**TASK REQUIREMENTS**:
Reproduce the lines below exactly as they appear, omitting the pictures from your answer.

BEGIN DATASET EXCERPTS

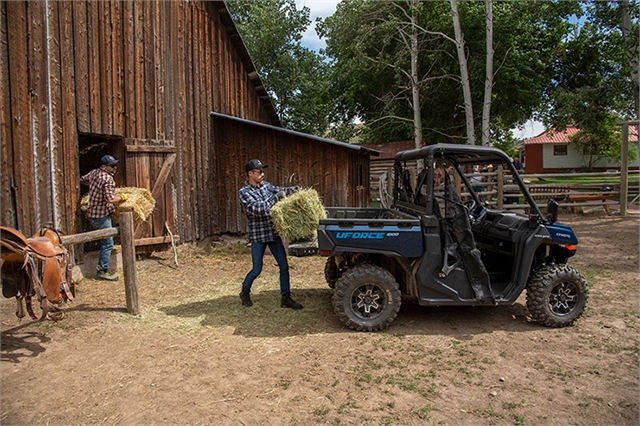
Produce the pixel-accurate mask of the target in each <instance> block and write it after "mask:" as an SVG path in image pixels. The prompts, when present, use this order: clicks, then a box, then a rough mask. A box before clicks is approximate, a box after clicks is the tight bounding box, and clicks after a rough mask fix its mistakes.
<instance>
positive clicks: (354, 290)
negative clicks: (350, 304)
mask: <svg viewBox="0 0 640 426" xmlns="http://www.w3.org/2000/svg"><path fill="white" fill-rule="evenodd" d="M386 304H387V296H386V293H385V291H384V290H383V289H382V288H381V287H379V286H377V285H375V284H365V285H362V286H360V287H358V288H356V289H355V290H354V291H353V293H352V294H351V310H352V311H353V312H354V314H355V315H357V316H358V317H360V318H362V319H374V318H377V317H379V316H380V315H382V312H383V311H384V308H385V305H386Z"/></svg>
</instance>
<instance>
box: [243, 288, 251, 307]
mask: <svg viewBox="0 0 640 426" xmlns="http://www.w3.org/2000/svg"><path fill="white" fill-rule="evenodd" d="M240 300H242V306H253V302H252V301H251V297H250V296H249V292H248V291H244V290H242V291H241V292H240Z"/></svg>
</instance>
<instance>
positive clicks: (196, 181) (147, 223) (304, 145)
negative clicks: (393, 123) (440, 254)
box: [0, 0, 372, 245]
mask: <svg viewBox="0 0 640 426" xmlns="http://www.w3.org/2000/svg"><path fill="white" fill-rule="evenodd" d="M0 80H1V81H2V87H3V89H2V91H0V110H1V112H0V139H1V141H2V150H1V152H0V160H1V167H2V171H1V186H0V190H1V192H0V209H1V211H0V221H1V223H2V224H3V225H8V226H12V227H15V228H17V229H19V230H20V231H22V232H23V233H25V234H27V235H30V234H31V233H33V232H35V230H37V229H38V228H39V227H40V226H42V225H43V224H45V223H52V224H54V225H55V226H56V227H57V228H59V229H61V230H62V231H63V232H66V233H69V234H71V233H77V232H81V231H82V230H83V225H82V214H81V211H80V199H81V195H82V193H83V190H86V188H81V187H80V183H79V179H80V176H81V175H82V174H84V173H85V172H87V171H89V170H91V169H93V168H95V167H97V166H98V162H99V159H100V158H101V156H102V155H104V154H111V155H114V156H115V157H116V158H119V159H120V160H122V161H121V162H120V165H121V167H119V168H118V171H117V174H116V183H117V185H118V186H136V187H144V188H148V189H149V190H151V191H152V194H153V196H154V198H155V200H156V210H155V212H154V213H153V215H152V217H151V218H150V219H149V220H148V221H147V222H145V223H143V224H142V225H140V226H139V227H138V229H137V230H136V244H137V245H145V244H157V243H165V242H167V241H169V238H168V237H167V235H168V233H167V229H166V228H167V227H168V228H169V229H170V230H171V232H172V233H173V234H174V235H178V236H179V237H180V240H181V241H183V242H184V241H194V240H198V239H202V238H205V237H208V236H211V235H215V234H220V233H227V232H233V233H243V232H245V231H246V222H245V220H244V218H243V217H242V215H241V214H240V212H239V211H240V209H239V201H238V196H237V191H238V188H239V187H240V186H241V185H242V183H243V181H244V178H245V174H244V164H245V163H246V162H247V161H248V160H249V159H251V158H260V160H262V161H263V162H264V163H267V164H269V165H270V168H269V175H268V180H270V181H271V182H272V183H274V184H284V183H285V178H290V179H289V180H286V182H292V183H293V184H296V185H300V186H304V187H309V186H313V187H314V188H316V189H317V190H318V191H319V193H320V195H321V196H322V197H323V199H324V202H325V205H327V206H332V205H346V206H366V205H368V203H369V186H368V182H369V156H370V154H371V153H372V151H371V150H369V149H366V148H363V147H359V146H354V145H348V144H344V143H340V142H336V141H330V140H327V139H322V138H317V137H314V136H310V135H305V134H302V133H297V132H290V131H285V130H284V129H282V128H281V124H280V121H279V119H278V116H277V114H276V112H275V110H274V107H273V104H272V103H271V101H270V98H269V96H268V94H267V92H266V90H265V88H264V87H263V85H262V82H261V80H260V77H259V75H258V73H257V72H256V69H255V67H254V65H253V63H252V61H251V58H250V57H249V55H248V53H247V50H246V48H245V46H244V44H243V43H242V40H241V38H240V36H239V34H238V32H237V29H236V27H235V25H234V23H233V21H232V19H231V17H230V15H229V12H228V10H227V9H226V6H225V4H224V2H223V1H199V0H192V1H186V0H168V1H161V2H155V1H120V0H113V1H106V0H105V1H71V2H69V1H51V0H42V1H9V2H1V3H0Z"/></svg>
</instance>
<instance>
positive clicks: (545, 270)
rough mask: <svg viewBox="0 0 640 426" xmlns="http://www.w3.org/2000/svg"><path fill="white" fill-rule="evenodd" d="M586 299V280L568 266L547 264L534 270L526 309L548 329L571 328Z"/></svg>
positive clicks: (576, 270) (586, 291)
mask: <svg viewBox="0 0 640 426" xmlns="http://www.w3.org/2000/svg"><path fill="white" fill-rule="evenodd" d="M588 299H589V287H588V285H587V281H586V280H585V278H584V277H583V276H582V274H581V273H580V272H578V271H577V270H576V269H574V268H572V267H571V266H568V265H563V264H559V265H547V266H543V267H542V268H540V269H538V270H536V271H534V272H533V273H532V274H531V276H530V277H529V282H528V284H527V309H528V310H529V313H531V316H532V317H533V318H534V319H535V320H536V321H538V322H539V323H541V324H543V325H546V326H547V327H567V326H569V325H572V324H573V323H574V322H576V320H577V319H578V318H580V316H581V315H582V313H583V312H584V310H585V308H586V307H587V300H588Z"/></svg>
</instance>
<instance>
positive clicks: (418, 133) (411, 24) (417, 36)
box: [411, 0, 424, 170]
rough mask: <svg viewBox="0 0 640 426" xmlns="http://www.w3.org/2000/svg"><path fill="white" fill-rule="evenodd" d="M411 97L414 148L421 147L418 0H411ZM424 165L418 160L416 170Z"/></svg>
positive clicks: (420, 115)
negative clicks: (419, 79) (418, 58)
mask: <svg viewBox="0 0 640 426" xmlns="http://www.w3.org/2000/svg"><path fill="white" fill-rule="evenodd" d="M411 8H412V9H413V12H412V13H411V98H412V101H413V134H414V142H415V146H416V149H417V148H420V147H422V115H421V113H420V86H419V84H420V82H419V76H418V17H417V16H416V12H415V11H416V10H417V8H418V0H411ZM423 166H424V165H423V164H422V161H419V162H418V170H421V169H422V167H423Z"/></svg>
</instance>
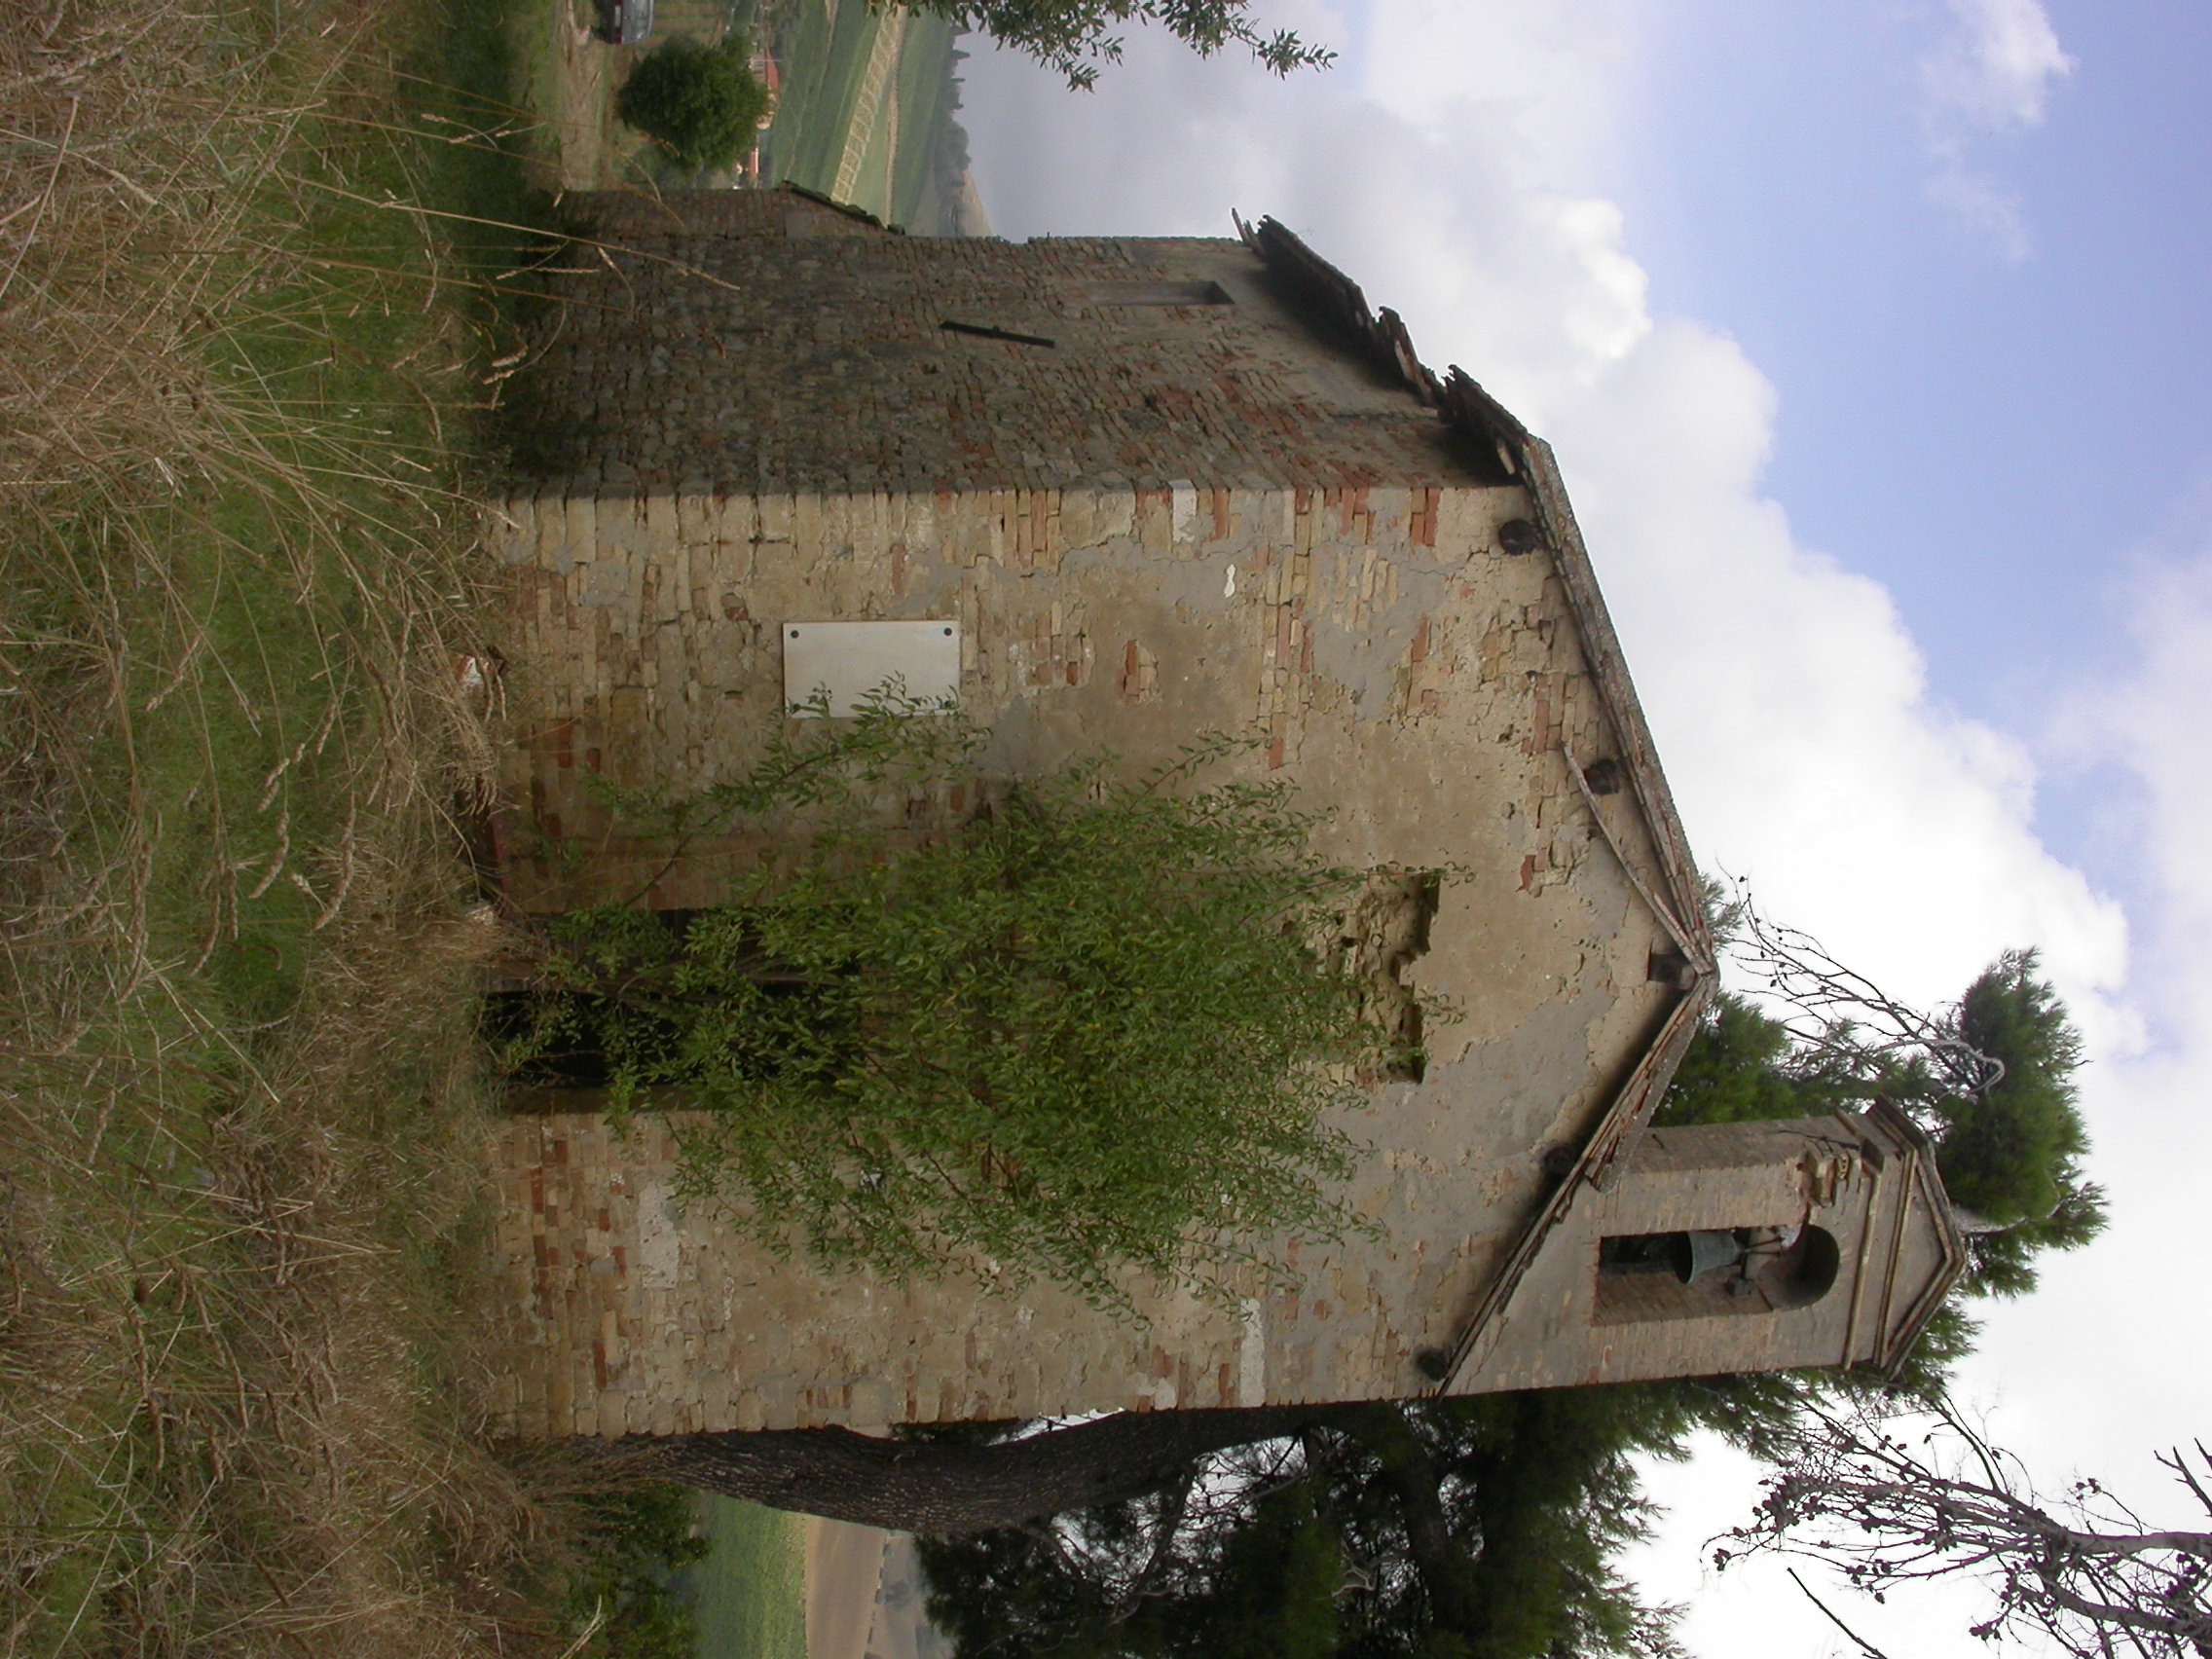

END DATASET EXCERPTS

**RESPONSE TO THE EXERCISE**:
Produce the pixel-accurate mask of the target in each <instance> block and write it after "mask:" as an SVG path in image pixels. The prompts, when present, use this order: clicks, then a box, then a rough mask. A box before clicks is approximate, a box after clicks is the tight bounding box, and clicks after a rough mask fix its mistakes.
<instance>
positive clicks: (354, 290)
negative clicks: (350, 304)
mask: <svg viewBox="0 0 640 426" xmlns="http://www.w3.org/2000/svg"><path fill="white" fill-rule="evenodd" d="M386 304H387V296H386V293H385V291H384V290H383V289H382V288H381V287H379V286H377V285H375V284H365V285H362V286H360V287H358V288H356V289H355V290H354V291H353V293H352V294H351V310H352V311H353V312H354V314H355V315H357V316H358V317H360V318H362V319H374V318H377V317H379V316H380V315H382V312H383V311H384V308H385V305H386Z"/></svg>
</instance>
<instance>
box: [243, 288, 251, 307]
mask: <svg viewBox="0 0 640 426" xmlns="http://www.w3.org/2000/svg"><path fill="white" fill-rule="evenodd" d="M240 300H242V306H253V302H252V301H251V297H250V296H249V292H248V291H244V290H242V291H241V292H240Z"/></svg>
</instance>
<instance>
positive clicks: (196, 181) (147, 223) (304, 145)
negative clicks: (393, 123) (440, 254)
box: [0, 0, 372, 245]
mask: <svg viewBox="0 0 640 426" xmlns="http://www.w3.org/2000/svg"><path fill="white" fill-rule="evenodd" d="M0 80H1V81H2V87H3V89H2V91H0V110H1V112H0V139H1V141H2V150H1V152H0V160H1V167H2V171H1V186H0V190H1V192H0V209H1V211H0V221H1V223H2V224H3V225H8V226H12V227H15V228H17V229H19V230H20V231H22V232H23V233H25V234H27V235H30V234H31V233H33V232H35V230H37V229H38V228H39V227H40V226H42V225H43V224H45V223H52V224H54V225H55V226H56V227H57V228H59V229H61V230H62V231H63V232H66V233H69V234H71V233H77V232H81V231H82V230H83V225H82V214H81V211H80V199H81V195H82V193H83V190H86V188H81V187H80V183H79V179H80V176H81V175H82V174H84V173H85V172H87V171H89V170H91V169H93V168H95V167H97V166H98V162H99V159H100V158H101V156H102V155H104V154H111V155H114V156H115V157H116V158H119V159H120V160H122V161H121V162H120V165H121V167H119V168H118V171H117V174H116V183H117V185H118V186H136V187H144V188H148V189H149V190H151V191H152V194H153V196H154V198H155V200H156V210H155V212H154V213H153V215H152V217H151V218H150V219H149V220H148V221H147V222H145V223H143V224H142V225H140V226H139V227H138V229H137V230H136V244H137V245H145V244H157V243H165V242H167V241H169V238H168V237H167V235H168V233H167V229H166V228H167V227H168V228H169V229H170V230H171V232H172V233H173V234H174V235H178V236H179V237H180V240H181V241H183V242H184V241H194V240H198V239H202V238H205V237H208V236H211V235H215V234H220V233H227V232H233V233H243V232H245V231H246V222H245V220H244V218H243V217H242V215H241V214H240V212H239V211H240V209H239V201H238V196H237V191H238V188H239V187H240V186H241V185H242V183H243V181H244V178H245V174H244V164H245V163H246V162H247V161H248V160H249V159H251V158H260V160H262V161H263V162H264V163H267V164H269V165H270V168H269V175H268V180H270V181H271V182H272V183H274V184H284V183H285V178H290V179H289V180H286V182H292V183H293V184H296V185H300V186H304V187H309V186H313V187H314V188H316V189H317V190H318V191H319V193H320V195H321V196H322V197H323V199H324V202H325V205H327V206H332V205H346V206H366V205H368V203H369V186H368V182H369V156H370V154H371V153H372V151H371V150H369V149H366V148H363V147H359V146H354V145H348V144H344V143H340V142H336V141H330V140H327V139H322V138H317V137H314V136H310V135H305V134H302V133H297V132H290V131H285V130H284V129H282V128H281V124H280V121H279V119H278V116H277V114H276V112H275V110H274V107H273V104H272V103H271V101H270V98H269V96H268V94H267V92H266V90H265V88H264V87H263V85H262V82H261V80H260V77H259V75H258V73H257V72H256V69H255V67H254V65H253V63H252V61H251V58H250V57H249V55H248V53H247V50H246V48H245V46H244V44H243V43H242V40H241V38H240V36H239V34H238V32H237V29H236V27H235V25H234V23H233V21H232V19H231V17H230V15H229V12H228V10H227V9H226V6H225V4H224V2H223V1H199V0H192V1H186V0H168V1H161V2H155V1H120V0H113V1H106V0H105V1H71V2H69V1H51V0H42V1H9V2H1V3H0Z"/></svg>
</instance>
<instance>
positive clicks: (545, 270)
rough mask: <svg viewBox="0 0 640 426" xmlns="http://www.w3.org/2000/svg"><path fill="white" fill-rule="evenodd" d="M586 299V280L568 266L547 264L534 270L526 309L548 329L571 328Z"/></svg>
positive clicks: (576, 270) (586, 291)
mask: <svg viewBox="0 0 640 426" xmlns="http://www.w3.org/2000/svg"><path fill="white" fill-rule="evenodd" d="M588 299H589V287H588V285H587V281H586V280H585V278H584V277H583V276H582V274H581V273H580V272H578V271H577V270H576V269H574V268H572V267H571V266H568V265H563V264H559V265H547V266H543V267H542V268H540V269H538V270H536V271H534V272H533V273H532V274H531V276H530V277H529V282H528V284H527V309H528V310H529V313H531V316H532V317H533V318H534V319H535V320H536V321H538V322H539V323H541V324H543V325H546V326H547V327H567V326H569V325H572V324H573V323H574V322H576V320H577V319H578V318H580V316H581V315H582V313H583V312H584V310H585V308H586V307H587V300H588Z"/></svg>
</instance>
<instance>
positive clicks: (418, 133) (411, 24) (417, 36)
box: [411, 0, 424, 170]
rough mask: <svg viewBox="0 0 640 426" xmlns="http://www.w3.org/2000/svg"><path fill="white" fill-rule="evenodd" d="M411 97L414 148L421 147L418 0H411ZM424 165L418 160L416 170Z"/></svg>
positive clicks: (420, 115)
negative clicks: (419, 79) (418, 58)
mask: <svg viewBox="0 0 640 426" xmlns="http://www.w3.org/2000/svg"><path fill="white" fill-rule="evenodd" d="M411 8H412V9H413V12H412V13H411V98H412V101H413V134H414V142H415V146H416V149H417V148H420V147H422V115H421V113H420V86H419V84H420V82H419V76H418V17H417V16H416V12H415V11H416V10H417V8H418V0H411ZM423 166H424V165H423V164H422V161H419V162H418V170H421V169H422V167H423Z"/></svg>
</instance>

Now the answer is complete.